BRIEF
From the excerpt on sequencing errors and alignment divergence, copy word for word the part that opens with the words containing "Two of the genomes" and closes with "context bias calculations.".

-------- EXTRACT

Two of the genomes we are using are drafts (chimpanzee and orangutan). To ensure that sequencing errors would not affect our results, we performed simulations to test the effect of sequencing errors of the magnitude found in these drafts [36]. We randomly introduced errors into our human-chimp-orangutan alignments. The error frequencies we used reflected the human genome's finished status (0.0001 errors/nucleotide), a previously reported error rate for the chimpanzee draft (0.0007 errors/nucleotide) [36], and a similar estimate for orangutan (0.001 errors/nucleotide). We then applied our method to these alignments, and found that errors of this magnitude do not significantly affect our context bias calculations.

It is desirable to use our method with alignments with low divergence. Such alignments make it easier to infer the ancestral sequence, and reduce the possibility that multiple positions in a window have changed (AAA → AGG is an example of a window where two base positions have changed.) When multiple positions in a window change it is not possible for us to know what order changes occurred in, and so we cannot know what the exact context was for any individual substitution. This means such windows aren't informative about context biases of the single base substitution process. For this reason, looking at closely related species is preferable, because in such a data set, multiple substitution windows are a small proportion of all windows. Here we have applied our method to alignments between human and the inferred sequence of the human-chimpanzee ancestor. These have a divergence of about 1%.

Because our alignments are between closely related species, ancestor reconstruction is reasonably accurate here, even though we are not using a context-dependent model to do it. The one exception to this is the substitution process at CpG sites. Substitution at such sites is extraordinarily fast. This is by far the strongest bias process at work in these sequences. In this situation, non-context dependent methods of reconstruction can yield some mis-inference of the ancestor even in closely related species such as we are using [37]. We account for this issue in our results below by repeating our analyses with CpG sites removed.

----------------
-------- DATASET EXTRACT

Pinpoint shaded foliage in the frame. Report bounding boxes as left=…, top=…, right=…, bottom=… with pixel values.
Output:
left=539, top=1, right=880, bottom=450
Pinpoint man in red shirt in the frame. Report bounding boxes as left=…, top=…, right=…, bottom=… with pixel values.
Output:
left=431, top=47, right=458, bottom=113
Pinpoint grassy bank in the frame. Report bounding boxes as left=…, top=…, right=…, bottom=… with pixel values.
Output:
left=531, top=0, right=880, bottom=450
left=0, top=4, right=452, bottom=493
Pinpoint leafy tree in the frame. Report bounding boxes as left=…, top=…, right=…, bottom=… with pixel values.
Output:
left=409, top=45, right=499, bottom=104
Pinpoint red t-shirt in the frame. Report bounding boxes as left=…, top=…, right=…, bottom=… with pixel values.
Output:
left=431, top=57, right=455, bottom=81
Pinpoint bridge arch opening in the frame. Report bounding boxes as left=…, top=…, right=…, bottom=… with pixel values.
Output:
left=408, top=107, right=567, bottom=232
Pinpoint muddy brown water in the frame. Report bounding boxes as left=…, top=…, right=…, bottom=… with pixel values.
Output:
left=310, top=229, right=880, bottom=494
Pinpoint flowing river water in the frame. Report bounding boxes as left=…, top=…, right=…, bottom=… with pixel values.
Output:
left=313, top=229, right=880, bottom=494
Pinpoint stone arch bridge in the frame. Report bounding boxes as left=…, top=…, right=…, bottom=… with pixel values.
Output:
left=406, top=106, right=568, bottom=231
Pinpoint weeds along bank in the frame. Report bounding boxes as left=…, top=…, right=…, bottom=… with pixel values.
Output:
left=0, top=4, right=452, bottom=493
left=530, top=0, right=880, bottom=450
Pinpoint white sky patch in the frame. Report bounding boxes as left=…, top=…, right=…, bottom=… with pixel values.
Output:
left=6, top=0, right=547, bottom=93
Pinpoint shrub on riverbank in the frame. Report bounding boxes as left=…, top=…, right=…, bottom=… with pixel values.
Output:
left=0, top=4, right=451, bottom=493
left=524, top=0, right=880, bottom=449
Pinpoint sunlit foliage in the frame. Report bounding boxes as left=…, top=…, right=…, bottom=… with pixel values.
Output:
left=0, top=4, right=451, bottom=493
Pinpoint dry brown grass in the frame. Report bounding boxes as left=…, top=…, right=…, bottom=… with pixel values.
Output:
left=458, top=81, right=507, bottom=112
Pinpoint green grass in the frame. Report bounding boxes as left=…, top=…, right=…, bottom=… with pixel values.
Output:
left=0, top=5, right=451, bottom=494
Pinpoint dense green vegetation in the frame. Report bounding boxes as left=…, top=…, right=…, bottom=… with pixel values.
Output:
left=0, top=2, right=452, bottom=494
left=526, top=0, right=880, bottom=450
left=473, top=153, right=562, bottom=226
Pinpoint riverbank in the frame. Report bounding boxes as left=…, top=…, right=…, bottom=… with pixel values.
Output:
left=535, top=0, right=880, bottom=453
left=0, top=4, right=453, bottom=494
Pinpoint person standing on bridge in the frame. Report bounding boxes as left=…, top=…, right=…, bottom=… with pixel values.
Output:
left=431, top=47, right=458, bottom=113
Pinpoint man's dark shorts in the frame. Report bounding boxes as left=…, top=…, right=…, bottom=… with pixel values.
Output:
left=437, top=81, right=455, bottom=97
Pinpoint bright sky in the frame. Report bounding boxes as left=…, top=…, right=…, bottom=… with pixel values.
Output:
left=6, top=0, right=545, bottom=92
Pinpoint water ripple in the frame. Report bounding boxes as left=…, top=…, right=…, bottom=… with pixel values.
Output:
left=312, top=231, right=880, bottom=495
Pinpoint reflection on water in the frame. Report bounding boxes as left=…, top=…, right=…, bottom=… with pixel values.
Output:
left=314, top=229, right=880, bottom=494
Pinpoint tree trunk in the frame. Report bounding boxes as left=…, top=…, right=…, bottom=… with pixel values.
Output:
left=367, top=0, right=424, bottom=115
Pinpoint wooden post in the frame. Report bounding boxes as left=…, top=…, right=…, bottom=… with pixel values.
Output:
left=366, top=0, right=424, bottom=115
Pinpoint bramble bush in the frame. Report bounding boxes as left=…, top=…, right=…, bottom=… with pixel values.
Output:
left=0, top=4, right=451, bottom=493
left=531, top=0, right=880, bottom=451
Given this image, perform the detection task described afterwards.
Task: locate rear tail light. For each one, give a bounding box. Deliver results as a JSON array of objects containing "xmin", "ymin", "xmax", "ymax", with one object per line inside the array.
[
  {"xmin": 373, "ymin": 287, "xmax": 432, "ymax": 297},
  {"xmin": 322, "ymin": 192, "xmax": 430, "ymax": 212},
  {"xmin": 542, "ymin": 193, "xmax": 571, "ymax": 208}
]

----------------

EXPECTED OUTPUT
Two of the genomes we are using are drafts (chimpanzee and orangutan). To ensure that sequencing errors would not affect our results, we performed simulations to test the effect of sequencing errors of the magnitude found in these drafts [36]. We randomly introduced errors into our human-chimp-orangutan alignments. The error frequencies we used reflected the human genome's finished status (0.0001 errors/nucleotide), a previously reported error rate for the chimpanzee draft (0.0007 errors/nucleotide) [36], and a similar estimate for orangutan (0.001 errors/nucleotide). We then applied our method to these alignments, and found that errors of this magnitude do not significantly affect our context bias calculations.